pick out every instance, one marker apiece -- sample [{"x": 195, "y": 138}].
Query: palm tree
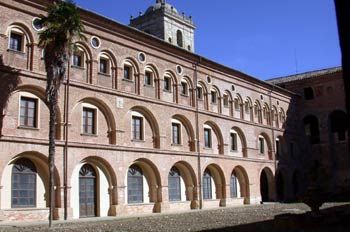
[{"x": 61, "y": 25}]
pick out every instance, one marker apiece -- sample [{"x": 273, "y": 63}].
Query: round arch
[
  {"x": 219, "y": 180},
  {"x": 106, "y": 111},
  {"x": 190, "y": 179},
  {"x": 189, "y": 129},
  {"x": 41, "y": 163},
  {"x": 40, "y": 93},
  {"x": 218, "y": 134},
  {"x": 152, "y": 121},
  {"x": 243, "y": 140},
  {"x": 269, "y": 144},
  {"x": 243, "y": 180},
  {"x": 267, "y": 185}
]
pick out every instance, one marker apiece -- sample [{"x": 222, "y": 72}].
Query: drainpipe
[
  {"x": 273, "y": 134},
  {"x": 65, "y": 150},
  {"x": 197, "y": 135}
]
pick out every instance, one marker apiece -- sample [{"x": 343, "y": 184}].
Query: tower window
[
  {"x": 179, "y": 38},
  {"x": 28, "y": 112},
  {"x": 16, "y": 41},
  {"x": 308, "y": 93}
]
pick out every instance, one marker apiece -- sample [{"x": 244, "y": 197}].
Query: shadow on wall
[
  {"x": 330, "y": 219},
  {"x": 9, "y": 80}
]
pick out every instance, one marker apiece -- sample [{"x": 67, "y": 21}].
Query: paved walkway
[{"x": 244, "y": 218}]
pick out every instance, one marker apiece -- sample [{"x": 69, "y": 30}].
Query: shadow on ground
[{"x": 334, "y": 219}]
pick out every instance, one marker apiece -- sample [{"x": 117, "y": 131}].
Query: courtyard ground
[{"x": 267, "y": 217}]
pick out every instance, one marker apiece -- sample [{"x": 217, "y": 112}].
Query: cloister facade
[{"x": 143, "y": 126}]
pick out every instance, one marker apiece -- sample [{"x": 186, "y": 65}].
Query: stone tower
[{"x": 163, "y": 21}]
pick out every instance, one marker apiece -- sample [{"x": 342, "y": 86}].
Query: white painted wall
[{"x": 6, "y": 182}]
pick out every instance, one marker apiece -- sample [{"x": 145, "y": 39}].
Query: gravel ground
[{"x": 244, "y": 218}]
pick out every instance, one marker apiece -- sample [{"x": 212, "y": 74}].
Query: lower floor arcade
[{"x": 125, "y": 183}]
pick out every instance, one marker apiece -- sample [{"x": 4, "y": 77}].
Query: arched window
[
  {"x": 135, "y": 185},
  {"x": 87, "y": 191},
  {"x": 339, "y": 124},
  {"x": 207, "y": 194},
  {"x": 311, "y": 128},
  {"x": 174, "y": 181},
  {"x": 23, "y": 184},
  {"x": 233, "y": 184},
  {"x": 179, "y": 38}
]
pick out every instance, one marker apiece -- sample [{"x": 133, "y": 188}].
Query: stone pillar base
[{"x": 59, "y": 213}]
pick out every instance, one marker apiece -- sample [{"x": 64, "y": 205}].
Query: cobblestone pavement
[{"x": 222, "y": 219}]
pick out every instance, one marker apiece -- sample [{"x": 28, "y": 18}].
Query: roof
[{"x": 303, "y": 76}]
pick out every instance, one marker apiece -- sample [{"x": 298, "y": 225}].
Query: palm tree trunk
[{"x": 52, "y": 151}]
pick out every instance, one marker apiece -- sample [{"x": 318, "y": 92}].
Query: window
[
  {"x": 104, "y": 65},
  {"x": 233, "y": 137},
  {"x": 213, "y": 96},
  {"x": 127, "y": 72},
  {"x": 311, "y": 128},
  {"x": 207, "y": 137},
  {"x": 199, "y": 92},
  {"x": 179, "y": 38},
  {"x": 278, "y": 148},
  {"x": 148, "y": 78},
  {"x": 184, "y": 88},
  {"x": 28, "y": 112},
  {"x": 135, "y": 185},
  {"x": 261, "y": 145},
  {"x": 225, "y": 98},
  {"x": 89, "y": 121},
  {"x": 23, "y": 189},
  {"x": 247, "y": 107},
  {"x": 237, "y": 106},
  {"x": 137, "y": 128},
  {"x": 167, "y": 83},
  {"x": 207, "y": 193},
  {"x": 308, "y": 93},
  {"x": 16, "y": 41},
  {"x": 78, "y": 59},
  {"x": 233, "y": 185},
  {"x": 174, "y": 182},
  {"x": 176, "y": 133}
]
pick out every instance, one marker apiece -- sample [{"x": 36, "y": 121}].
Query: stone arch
[
  {"x": 282, "y": 184},
  {"x": 86, "y": 49},
  {"x": 151, "y": 119},
  {"x": 269, "y": 144},
  {"x": 189, "y": 129},
  {"x": 282, "y": 118},
  {"x": 219, "y": 181},
  {"x": 23, "y": 41},
  {"x": 153, "y": 178},
  {"x": 281, "y": 148},
  {"x": 297, "y": 184},
  {"x": 312, "y": 128},
  {"x": 257, "y": 112},
  {"x": 267, "y": 114},
  {"x": 108, "y": 114},
  {"x": 104, "y": 187},
  {"x": 40, "y": 93},
  {"x": 190, "y": 180},
  {"x": 243, "y": 140},
  {"x": 243, "y": 181},
  {"x": 205, "y": 94},
  {"x": 267, "y": 185},
  {"x": 218, "y": 134},
  {"x": 112, "y": 57},
  {"x": 174, "y": 85},
  {"x": 40, "y": 161},
  {"x": 338, "y": 124}
]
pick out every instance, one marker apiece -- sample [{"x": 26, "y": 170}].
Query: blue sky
[{"x": 263, "y": 38}]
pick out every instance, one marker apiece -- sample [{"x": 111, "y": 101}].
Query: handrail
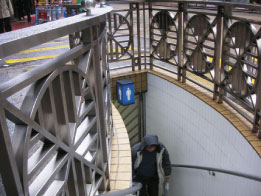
[
  {"x": 134, "y": 189},
  {"x": 212, "y": 169}
]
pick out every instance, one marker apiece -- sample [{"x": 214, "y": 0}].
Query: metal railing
[
  {"x": 214, "y": 46},
  {"x": 54, "y": 140},
  {"x": 136, "y": 187}
]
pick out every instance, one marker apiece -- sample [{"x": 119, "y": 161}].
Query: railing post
────
→ **PROBLEM**:
Without including any pictures, set down word for word every line from the one containing "Query: blue sky" through the last line of the material.

→ **REPLY**:
Query: blue sky
[{"x": 263, "y": 38}]
pick out every instance, one marker apiece -- sample [{"x": 111, "y": 101}].
Query: handrail
[
  {"x": 134, "y": 189},
  {"x": 212, "y": 169}
]
pick out every instance, one marker apiece -- sample [{"x": 214, "y": 0}].
Query: metal railing
[
  {"x": 214, "y": 46},
  {"x": 54, "y": 140},
  {"x": 136, "y": 187}
]
pick out every instance, one marker apiece -- sample [{"x": 119, "y": 161}].
Query: railing post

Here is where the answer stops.